WHAT YOU NEED TO DO: From the column on the Loch Ness visitor centre projects, render the following sentence in French: "The family’s proposals include a coach and car park, toilets, picnic area, café, shop, jetties and moorings for private boats and canoes."

READING TEXT:
▼
Wilson's Weekly Wrap
Double club card points for spotting Nessie
June 29 2010
Way back in March I wrote about competing visitor centre projects on the banks of Loch Ness and questioned whether the promoter of an architectural competition for one of them was abusing members of the profession since the company didn’t actually own the land it was proposing to build upon. This observation elicited a sharp riposte to the Wrap from said promoter, one Rod Michie of Jacobite Cruises, who insisted he owned the land and the access to it that his project was predicated upon, and I quietly noted at the time that in doing so he had carefully avoided any comment on the other important fact I had mentioned, viz. that there was already a planning application in process for a new visitor centre and harbour slap bang next to his intended site.It’s taken a wee while for the all-too-predictable stushie to hit the national press, but it has all the hallmarks of a traditional Hielan’ falling out. On the one hand we have the Bremner family who own the Loch Ness Exhibition centre in Drumnadrochit and who plan to spend some £2m upgrading a harbour at the Clansman Hotel on the A82. The family’s proposals include a coach and car park, toilets, picnic area, café, shop, jetties and moorings for private boats and canoes. And this is where it gets complicated – the facilities as they exist are currently leased to Jacobite Cruises and Mr Michie’s company carries around 100,000 Nessie seekers each year. Indeed, so successful have these Jacobites become that they have it seems outgrown the site and, as a consequence, mounted the architectural competition I previously commented upon. This scheme envisages a new harbour, car park, visitor centre and café at a cost of approx £2.3m - and only a few hundred metres from the Bremner family’s project.
▲
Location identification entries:
▼
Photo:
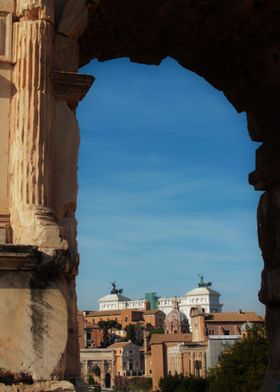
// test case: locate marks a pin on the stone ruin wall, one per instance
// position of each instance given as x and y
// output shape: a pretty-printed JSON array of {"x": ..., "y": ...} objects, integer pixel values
[
  {"x": 233, "y": 45},
  {"x": 39, "y": 90}
]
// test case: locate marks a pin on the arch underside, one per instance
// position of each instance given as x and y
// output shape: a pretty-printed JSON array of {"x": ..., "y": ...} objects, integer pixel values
▲
TASK OUTPUT: Les propositions de la famille comprennent un parking pour autocars et voitures, des toilettes, une aire de pique-nique, un café, une boutique, des jetées ainsi que des amarrages pour bateaux privés et canoës.